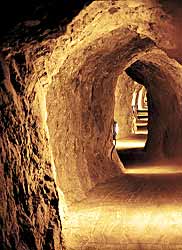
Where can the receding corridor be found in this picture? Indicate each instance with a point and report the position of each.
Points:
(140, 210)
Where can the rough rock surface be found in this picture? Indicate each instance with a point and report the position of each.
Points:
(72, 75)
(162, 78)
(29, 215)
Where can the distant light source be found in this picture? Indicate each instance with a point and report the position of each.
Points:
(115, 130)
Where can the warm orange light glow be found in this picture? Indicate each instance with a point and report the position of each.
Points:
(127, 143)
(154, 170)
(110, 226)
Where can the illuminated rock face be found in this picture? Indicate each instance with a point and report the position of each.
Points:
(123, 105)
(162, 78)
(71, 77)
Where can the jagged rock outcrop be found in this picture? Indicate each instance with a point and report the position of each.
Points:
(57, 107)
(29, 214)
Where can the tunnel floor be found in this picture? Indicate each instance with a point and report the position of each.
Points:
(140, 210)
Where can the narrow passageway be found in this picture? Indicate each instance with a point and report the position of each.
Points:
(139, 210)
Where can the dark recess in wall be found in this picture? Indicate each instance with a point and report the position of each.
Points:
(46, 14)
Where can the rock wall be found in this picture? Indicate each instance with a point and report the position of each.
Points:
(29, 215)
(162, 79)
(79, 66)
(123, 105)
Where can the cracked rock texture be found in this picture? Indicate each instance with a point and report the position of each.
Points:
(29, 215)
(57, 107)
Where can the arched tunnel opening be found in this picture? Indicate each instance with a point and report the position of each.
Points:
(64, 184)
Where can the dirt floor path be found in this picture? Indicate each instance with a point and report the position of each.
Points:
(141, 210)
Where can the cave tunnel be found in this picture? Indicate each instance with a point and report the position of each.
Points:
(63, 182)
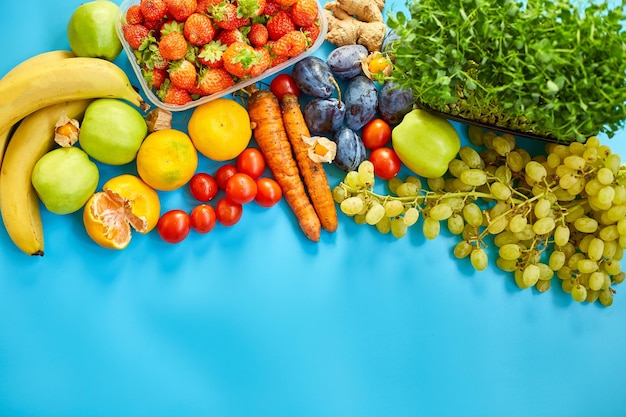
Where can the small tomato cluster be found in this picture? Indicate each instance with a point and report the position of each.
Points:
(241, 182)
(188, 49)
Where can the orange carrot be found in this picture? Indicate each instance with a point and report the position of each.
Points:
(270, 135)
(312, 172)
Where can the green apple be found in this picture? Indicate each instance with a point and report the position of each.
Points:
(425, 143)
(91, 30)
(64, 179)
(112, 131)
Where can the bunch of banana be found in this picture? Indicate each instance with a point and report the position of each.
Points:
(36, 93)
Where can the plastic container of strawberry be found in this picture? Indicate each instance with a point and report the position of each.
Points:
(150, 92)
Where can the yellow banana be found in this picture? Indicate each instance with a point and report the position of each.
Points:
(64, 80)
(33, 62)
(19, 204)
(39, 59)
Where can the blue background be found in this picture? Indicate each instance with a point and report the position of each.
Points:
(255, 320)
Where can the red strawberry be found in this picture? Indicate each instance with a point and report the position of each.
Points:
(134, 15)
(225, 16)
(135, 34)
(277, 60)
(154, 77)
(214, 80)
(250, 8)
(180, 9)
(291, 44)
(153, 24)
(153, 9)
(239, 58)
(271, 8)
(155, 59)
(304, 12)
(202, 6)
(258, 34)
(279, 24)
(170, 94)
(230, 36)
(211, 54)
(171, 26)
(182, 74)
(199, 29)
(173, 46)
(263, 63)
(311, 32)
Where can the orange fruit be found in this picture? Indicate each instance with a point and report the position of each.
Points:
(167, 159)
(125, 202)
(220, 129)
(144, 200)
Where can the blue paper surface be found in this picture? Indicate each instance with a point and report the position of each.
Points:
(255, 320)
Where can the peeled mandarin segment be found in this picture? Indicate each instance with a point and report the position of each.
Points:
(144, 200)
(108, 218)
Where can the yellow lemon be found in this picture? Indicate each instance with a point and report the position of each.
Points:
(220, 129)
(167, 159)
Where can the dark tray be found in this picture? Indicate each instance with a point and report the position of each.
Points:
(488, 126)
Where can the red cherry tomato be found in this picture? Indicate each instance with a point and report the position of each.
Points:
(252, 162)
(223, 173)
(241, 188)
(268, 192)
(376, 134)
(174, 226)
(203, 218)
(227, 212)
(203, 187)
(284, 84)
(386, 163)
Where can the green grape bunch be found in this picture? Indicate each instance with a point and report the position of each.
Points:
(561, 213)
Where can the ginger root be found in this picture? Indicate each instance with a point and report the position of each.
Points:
== == ==
Your objective:
Repeat each line of the records above exactly, but do not copy the pictures.

Response below:
Where can the receding corridor be found in this picture? Indicate each instance with a point and report the position of each.
Points:
(140, 210)
Where can the rough rock surface be found in this picture? Indicate each instance with a point and report the position of each.
Points:
(72, 75)
(162, 78)
(29, 215)
Where can the distant light source be found in this picture? Indicate each instance with a point and report the position of each.
Points:
(115, 130)
Where can the warm orange light glow be found in this picture? Indicate each instance with a point and report the position of each.
Points:
(127, 143)
(154, 170)
(110, 226)
Where can the illuminated rock face be found in this picture? Indicate each instance with a point and report the position of each.
Points:
(123, 105)
(162, 78)
(71, 77)
Where can the jagged rock outcrop be found in this picture? Indicate each instance with a point and report the position of each.
Points:
(57, 107)
(29, 214)
Where can the tunnel floor be found in this picture? Indicate each instance with a point and report the position of each.
Points:
(140, 210)
Where can the narrow passageway be found in this picture? Indicate each instance with a point and report the position of each.
Points:
(139, 210)
Where can the dark recess in wall be found in this picture? Indicate each instance with a point and report the position of each.
Points:
(46, 14)
Where can the rock wall be found in this picture? Indicate each instance with a point and report the position of each.
Points:
(29, 215)
(162, 79)
(79, 66)
(123, 105)
Where can the cracked rock texture be found in this picture? Indicate each instance with a point and report the position of each.
Points:
(29, 215)
(57, 107)
Where can the arched tunnel opening be found in this picture? Indicate each instance with a point and report the position of each.
Points:
(64, 184)
Where can the dirt floor path be found in this picture? Indicate each instance with a point and report the position of each.
Points:
(141, 210)
Where can the cave tunnel be found in this picture? Indicate each instance with a point and report the position of each.
Points:
(63, 182)
Where can the small tomato cluster be found in this picture? Indicate each instance with a point and report the position of each.
Points:
(241, 182)
(188, 49)
Where can the orange carrot be found in this picture? Indicate each instance with a point and report the position of each.
Points:
(270, 135)
(312, 172)
Where can the green apple be found in this picture? Indicate each instance with a point and report the position of each.
Points:
(425, 143)
(91, 30)
(64, 179)
(112, 131)
Where can the bunch of banana be found in this picture? Indicate each instance with a point and report the position of each.
Points:
(36, 93)
Where can the plastic container of strawberry be found in this picture? Indicate each instance with a point and report the position of each.
Points:
(150, 92)
Where can the yellow banana be found in this picture? Indicate each instance with a point and report the position of each.
Points:
(64, 80)
(33, 62)
(19, 204)
(39, 59)
Where can the blue background be found in this picture? Indicate each instance with a point and report the position of each.
Points:
(255, 320)
Where can the red strawberry be found in this picture? Indicate each instance with a point and report the position of each.
Points:
(134, 15)
(225, 16)
(135, 34)
(277, 60)
(154, 77)
(214, 80)
(250, 8)
(180, 9)
(291, 44)
(153, 24)
(153, 9)
(239, 58)
(271, 8)
(155, 59)
(304, 12)
(202, 6)
(258, 34)
(279, 24)
(170, 94)
(230, 36)
(211, 54)
(171, 26)
(182, 74)
(199, 29)
(173, 46)
(263, 63)
(311, 32)
Where can the orange fruit be found in this picture? Indicate each instance with a point and report the position of each.
Points:
(167, 159)
(125, 202)
(220, 129)
(144, 200)
Where can the blue paper surface be found in this picture? Indicate each instance with a point and report the position of each.
Points:
(255, 320)
Where can the peeled mandarin segment be found in this picture? Indicate each instance with a point and report the position of each.
Points:
(144, 200)
(108, 218)
Where can the yellow lemon be found in this picture? Indicate each instance with a point and report the position of each.
Points:
(220, 129)
(167, 159)
Where can the dark tray be found in this picture? Indicate each instance with a point and report the position of each.
Points:
(488, 126)
Where can the red cherry tomato be found in this picture? Indicate each instance with a point and report the position of each.
Points:
(252, 162)
(223, 173)
(241, 188)
(268, 192)
(376, 134)
(174, 226)
(203, 218)
(227, 212)
(203, 187)
(284, 84)
(386, 163)
Where can the green grape bunch be found in this picture? Indicate each instance with a point and report the position of each.
Points:
(561, 213)
Where can the ginger root be found in this picture? Indicate each instance with a point and report the position of each.
Points:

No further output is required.